WORK ORDER: Produce the same data once more, line for line.

MATERIAL FOR THIS TASK:
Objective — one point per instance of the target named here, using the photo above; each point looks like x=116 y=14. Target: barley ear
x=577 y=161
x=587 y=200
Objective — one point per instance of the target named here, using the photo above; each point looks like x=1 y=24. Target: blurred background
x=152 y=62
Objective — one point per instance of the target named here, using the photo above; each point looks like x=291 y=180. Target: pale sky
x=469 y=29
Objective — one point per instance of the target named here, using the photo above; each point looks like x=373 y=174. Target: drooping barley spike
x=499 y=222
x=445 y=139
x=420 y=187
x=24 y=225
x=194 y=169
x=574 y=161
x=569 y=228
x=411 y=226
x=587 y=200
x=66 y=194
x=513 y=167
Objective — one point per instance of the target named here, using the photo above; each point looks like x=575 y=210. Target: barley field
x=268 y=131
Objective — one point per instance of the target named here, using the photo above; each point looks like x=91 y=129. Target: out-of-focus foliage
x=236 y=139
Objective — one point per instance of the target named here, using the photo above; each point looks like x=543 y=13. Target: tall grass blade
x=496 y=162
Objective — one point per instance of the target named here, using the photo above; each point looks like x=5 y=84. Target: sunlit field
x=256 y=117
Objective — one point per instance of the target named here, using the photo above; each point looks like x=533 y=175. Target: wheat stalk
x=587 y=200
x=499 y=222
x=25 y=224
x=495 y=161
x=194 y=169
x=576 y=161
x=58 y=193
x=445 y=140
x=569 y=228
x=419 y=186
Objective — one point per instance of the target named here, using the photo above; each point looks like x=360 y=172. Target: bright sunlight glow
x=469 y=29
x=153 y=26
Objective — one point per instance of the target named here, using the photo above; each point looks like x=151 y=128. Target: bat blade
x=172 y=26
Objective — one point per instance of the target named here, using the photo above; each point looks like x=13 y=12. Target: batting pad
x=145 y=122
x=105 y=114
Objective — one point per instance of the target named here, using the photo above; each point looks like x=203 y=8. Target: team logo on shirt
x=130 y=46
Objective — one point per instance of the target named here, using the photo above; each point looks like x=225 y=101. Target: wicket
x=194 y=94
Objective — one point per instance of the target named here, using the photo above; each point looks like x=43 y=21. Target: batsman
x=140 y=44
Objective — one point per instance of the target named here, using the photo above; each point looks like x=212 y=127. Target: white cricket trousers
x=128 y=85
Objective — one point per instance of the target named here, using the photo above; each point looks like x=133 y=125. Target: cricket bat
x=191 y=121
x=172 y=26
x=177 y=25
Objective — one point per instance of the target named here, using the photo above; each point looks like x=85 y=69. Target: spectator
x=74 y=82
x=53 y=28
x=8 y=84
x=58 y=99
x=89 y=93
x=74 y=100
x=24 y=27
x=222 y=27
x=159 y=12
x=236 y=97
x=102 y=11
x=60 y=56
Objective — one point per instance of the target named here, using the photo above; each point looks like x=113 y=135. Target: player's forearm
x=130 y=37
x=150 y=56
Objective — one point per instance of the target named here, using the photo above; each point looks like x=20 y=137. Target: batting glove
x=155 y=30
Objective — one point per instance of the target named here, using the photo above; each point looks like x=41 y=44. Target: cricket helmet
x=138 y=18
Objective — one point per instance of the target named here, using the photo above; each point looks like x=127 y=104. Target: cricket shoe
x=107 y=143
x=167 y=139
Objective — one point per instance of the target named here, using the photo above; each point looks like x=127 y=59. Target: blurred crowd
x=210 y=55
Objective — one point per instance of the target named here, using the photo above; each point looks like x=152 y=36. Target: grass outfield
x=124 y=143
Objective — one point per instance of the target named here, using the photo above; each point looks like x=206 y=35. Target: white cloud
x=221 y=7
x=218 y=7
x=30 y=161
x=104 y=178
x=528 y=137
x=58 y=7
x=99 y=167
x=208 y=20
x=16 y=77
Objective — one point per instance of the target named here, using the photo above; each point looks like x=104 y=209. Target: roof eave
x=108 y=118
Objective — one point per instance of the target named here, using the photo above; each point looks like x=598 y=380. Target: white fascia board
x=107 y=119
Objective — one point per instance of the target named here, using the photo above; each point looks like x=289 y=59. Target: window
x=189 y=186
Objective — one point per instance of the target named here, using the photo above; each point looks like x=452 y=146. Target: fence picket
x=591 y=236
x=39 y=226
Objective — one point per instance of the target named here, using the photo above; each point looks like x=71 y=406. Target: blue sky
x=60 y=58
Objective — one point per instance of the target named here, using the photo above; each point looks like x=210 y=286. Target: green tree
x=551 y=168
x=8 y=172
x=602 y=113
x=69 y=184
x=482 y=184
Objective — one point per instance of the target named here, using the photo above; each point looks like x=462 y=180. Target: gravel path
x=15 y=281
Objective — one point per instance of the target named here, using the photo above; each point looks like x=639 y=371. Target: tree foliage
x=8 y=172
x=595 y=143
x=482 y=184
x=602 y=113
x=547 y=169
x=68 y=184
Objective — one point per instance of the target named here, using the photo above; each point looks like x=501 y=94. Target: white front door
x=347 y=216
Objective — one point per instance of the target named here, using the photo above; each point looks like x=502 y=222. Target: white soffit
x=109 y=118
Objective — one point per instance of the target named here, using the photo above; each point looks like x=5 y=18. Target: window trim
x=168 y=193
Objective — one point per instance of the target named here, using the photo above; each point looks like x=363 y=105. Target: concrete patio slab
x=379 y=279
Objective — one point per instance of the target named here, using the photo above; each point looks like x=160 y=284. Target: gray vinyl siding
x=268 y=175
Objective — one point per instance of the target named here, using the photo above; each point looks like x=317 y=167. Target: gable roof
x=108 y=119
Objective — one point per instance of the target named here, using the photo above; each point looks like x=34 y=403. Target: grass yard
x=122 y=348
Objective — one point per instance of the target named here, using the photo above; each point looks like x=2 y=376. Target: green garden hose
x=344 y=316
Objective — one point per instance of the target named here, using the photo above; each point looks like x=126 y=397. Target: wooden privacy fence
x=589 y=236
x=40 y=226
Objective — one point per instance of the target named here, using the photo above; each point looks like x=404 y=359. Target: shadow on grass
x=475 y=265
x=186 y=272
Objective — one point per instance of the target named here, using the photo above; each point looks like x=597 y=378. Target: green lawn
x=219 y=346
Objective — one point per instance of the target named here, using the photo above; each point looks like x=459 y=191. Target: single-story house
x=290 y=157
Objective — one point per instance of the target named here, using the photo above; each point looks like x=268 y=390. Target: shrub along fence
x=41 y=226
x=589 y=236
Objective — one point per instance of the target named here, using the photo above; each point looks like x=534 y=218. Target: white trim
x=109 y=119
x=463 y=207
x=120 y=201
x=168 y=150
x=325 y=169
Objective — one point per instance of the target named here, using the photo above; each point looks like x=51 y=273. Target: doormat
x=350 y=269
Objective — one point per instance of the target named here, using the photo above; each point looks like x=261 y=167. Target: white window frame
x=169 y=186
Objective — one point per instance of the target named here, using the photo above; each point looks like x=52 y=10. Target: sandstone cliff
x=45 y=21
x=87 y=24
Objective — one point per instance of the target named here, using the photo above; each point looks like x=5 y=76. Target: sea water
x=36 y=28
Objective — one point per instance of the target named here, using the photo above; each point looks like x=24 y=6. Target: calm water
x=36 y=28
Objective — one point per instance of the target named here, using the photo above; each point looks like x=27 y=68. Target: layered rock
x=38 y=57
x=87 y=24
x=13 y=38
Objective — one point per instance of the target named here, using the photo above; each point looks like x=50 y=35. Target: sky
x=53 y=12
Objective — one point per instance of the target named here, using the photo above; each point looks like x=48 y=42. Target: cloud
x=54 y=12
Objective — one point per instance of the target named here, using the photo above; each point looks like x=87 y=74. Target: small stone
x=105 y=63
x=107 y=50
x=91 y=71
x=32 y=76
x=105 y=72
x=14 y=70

ANSWER FOR THE TASK:
Objective — one point per instance of the target named here, using the photo above; each point looks like x=116 y=14. Target: barley ear
x=577 y=161
x=587 y=200
Objective — one point per instance of the target named here, using the photo above; each point looks like x=1 y=24. Target: blurred background
x=152 y=62
Objective — one point per instance of the target named here, using the photo above; each point looks like x=291 y=180. Target: pale sky
x=469 y=29
Objective — one point per instance of the target named here, using the photo above; each point looks like x=373 y=174. Target: drooping barley spike
x=499 y=222
x=445 y=139
x=420 y=187
x=24 y=225
x=194 y=169
x=574 y=161
x=569 y=228
x=411 y=226
x=587 y=200
x=66 y=194
x=513 y=167
Objective — one point per instance of the target named here, using the photo above; each point looks like x=575 y=210. Target: barley field
x=268 y=131
Objective — one point per instance of the target named here, using the photo above; each point looks like x=91 y=129. Target: out-of-focus foliage
x=236 y=139
Objective — one point per instance of the target named here, using the photo above; each point looks like x=543 y=13. Target: tall grass blade
x=496 y=162
Objective — one point per instance of the target named here, using the photo above; each point looks like x=5 y=84. Target: sunlit field
x=256 y=117
Objective — one point per instance of the target named here, using the photo above; each point looks like x=533 y=175. Target: wheat stalk
x=587 y=200
x=499 y=222
x=25 y=224
x=495 y=161
x=194 y=169
x=576 y=161
x=58 y=193
x=445 y=140
x=569 y=228
x=419 y=186
Objective — one point per instance of the target named here, using the photo above; each point looks like x=360 y=172. Target: bright sunlight glow
x=469 y=29
x=153 y=26
Objective — one point per instance of the target named here, using the photo above; each point looks like x=151 y=128. Target: bat blade
x=172 y=26
Objective — one point per instance of the target named here, using the photo above; each point looks like x=13 y=12. Target: batting pad
x=145 y=122
x=105 y=114
Objective — one point per instance of the target named here, using the photo above; each point looks like x=203 y=8. Target: team logo on shirt
x=130 y=46
Objective — one point per instance of the target named here, using the photo above; each point looks like x=225 y=101. Target: wicket
x=194 y=94
Objective — one point per instance of the target named here, using the photo above; each point looks like x=43 y=21. Target: batsman
x=140 y=44
Objective — one point per instance of the target named here, using the photo above; each point looks like x=212 y=127. Target: white cricket trousers
x=128 y=85
Objective — one point per instance of the target named here, using the photo above; each point looks like x=133 y=125. Target: cricket bat
x=191 y=121
x=172 y=26
x=177 y=25
Objective — one point per instance of the target named here, using the photo above; each point looks like x=85 y=69. Target: spectator
x=74 y=82
x=53 y=28
x=8 y=84
x=58 y=99
x=89 y=93
x=74 y=100
x=24 y=27
x=222 y=27
x=159 y=12
x=236 y=97
x=102 y=11
x=60 y=56
Objective — one point per instance of the target named here, using the photo above; each point looks like x=113 y=135. Target: player's forearm
x=130 y=37
x=150 y=56
Objective — one point per instance of the target named here, using the photo above; each point looks like x=20 y=137. Target: batting glove
x=155 y=30
Objective — one point per instance of the target named here, using the photo above; each point looks like x=41 y=44. Target: cricket helmet
x=138 y=18
Objective — one point per instance of the target named here, using the photo above; each point looks like x=127 y=104. Target: cricket shoe
x=107 y=143
x=167 y=139
Objective — one point per instance of the target named here, using the photo above; each point looks like x=127 y=59. Target: blurred crowd
x=210 y=55
Objective — one point per instance of the target named here, using the photo above; each point looks like x=152 y=36. Target: grass outfield
x=124 y=143
Objective — one point per instance of the target named here, using the photo above; each point looks like x=206 y=35. Target: white cloud
x=221 y=7
x=218 y=7
x=30 y=161
x=104 y=178
x=528 y=137
x=58 y=7
x=99 y=167
x=208 y=20
x=16 y=77
Objective — one point per instance of the target named here, using the photo above; each point looks like x=104 y=209. Target: roof eave
x=108 y=118
Objective — one point per instance of the target named here, using the photo above; each point looks like x=598 y=380. Target: white fascia board
x=107 y=119
Objective — one point per instance of the target named here, using the photo above; each point looks like x=289 y=59. Target: window
x=189 y=186
Objective — one point per instance of the target named here, using the photo above; each point looks like x=452 y=146. Target: fence picket
x=591 y=236
x=39 y=226
Objective — one point per instance of the target named here, using the photo above; each point looks like x=71 y=406. Target: blue sky
x=60 y=58
Objective — one point per instance of the target named here, using the photo above; each point looks like x=210 y=286. Target: green tree
x=551 y=168
x=8 y=172
x=602 y=113
x=69 y=184
x=482 y=184
Objective — one point per instance of the target named here, using the photo above; each point looks like x=462 y=180. Target: gravel path
x=15 y=281
Objective — one point per instance of the target named here, using the photo above; each point looks like x=639 y=371. Target: tree foliage
x=8 y=172
x=595 y=143
x=482 y=184
x=602 y=113
x=547 y=169
x=68 y=184
Objective — one point per instance of the target named here, using the photo above; each point looks like x=501 y=94. Target: white front door
x=347 y=216
Objective — one point per instance of the target named here, using the photo above; each point looks like x=502 y=222. Target: white soffit
x=109 y=118
Objective — one point per instance of the target named here, using the photo above; each point looks like x=5 y=18. Target: window trim
x=168 y=193
Objective — one point per instance of the target named here, using the photo above; each point looks like x=363 y=105. Target: concrete patio slab
x=379 y=279
Objective — one point per instance of the target named here, using the photo above; each point looks like x=160 y=284. Target: gray vinyl siding
x=268 y=175
Objective — one point per instance of the target named here, using the photo above; each point looks like x=317 y=167. Target: gable roof
x=108 y=119
Objective — one point per instance of the target named here, using the photo above; each point looks like x=34 y=403. Target: grass yard
x=122 y=348
Objective — one point per instance of the target named here, using the photo above; each point looks like x=2 y=376. Target: green garden hose
x=344 y=316
Objective — one point per instance of the target named here, using the photo above; each point looks like x=126 y=397. Target: wooden privacy fence
x=589 y=236
x=40 y=226
Objective — one point per instance of the target named here, using the photo above; each point looks like x=404 y=359. Target: shadow on grass
x=475 y=265
x=186 y=272
Objective — one point per instance of the target named here, using the photo above; each point looks like x=597 y=378. Target: green lawn
x=219 y=346
Objective — one point per instance of the target named here, using the photo above; each point looks like x=459 y=191. Target: single-story house
x=290 y=157
Objective — one point per instance of the target named here, using the photo above; each point looks like x=268 y=390. Target: shrub along fence
x=41 y=226
x=589 y=236
Objective — one point per instance of the target named here, using the photo above; each point looks like x=534 y=218. Target: white trim
x=109 y=119
x=463 y=207
x=120 y=201
x=168 y=150
x=325 y=169
Objective — one point per instance of the target named here, using the photo above; each point looks like x=51 y=273. Target: doormat
x=350 y=269
Objective — one point per instance of the target named here, using the photo above; each point looks like x=261 y=167. Target: white window frame
x=169 y=186
Objective — one point per instance of the target named here, using the photo above; each point looks like x=52 y=10. Target: sandstone cliff
x=45 y=21
x=87 y=24
Objective — one point per instance of the target named here, using the photo above; each point looks like x=5 y=76. Target: sea water
x=36 y=28
Objective — one point per instance of the target named here, using the photo above; each point looks like x=24 y=6. Target: calm water
x=36 y=28
Objective — one point per instance of the target named here, using the photo above; each point looks like x=27 y=68. Target: layered rock
x=38 y=57
x=87 y=24
x=13 y=38
Objective — one point per instance of the target named here, using the photo above; each point looks like x=50 y=35. Target: sky
x=53 y=12
Objective — one point per instance of the target named here, using the photo above; each point looks like x=48 y=42. Target: cloud
x=54 y=12
Objective — one point per instance of the target named here, using the photo above; each point looks like x=87 y=74. Target: small stone
x=105 y=63
x=107 y=50
x=91 y=71
x=32 y=76
x=105 y=72
x=14 y=70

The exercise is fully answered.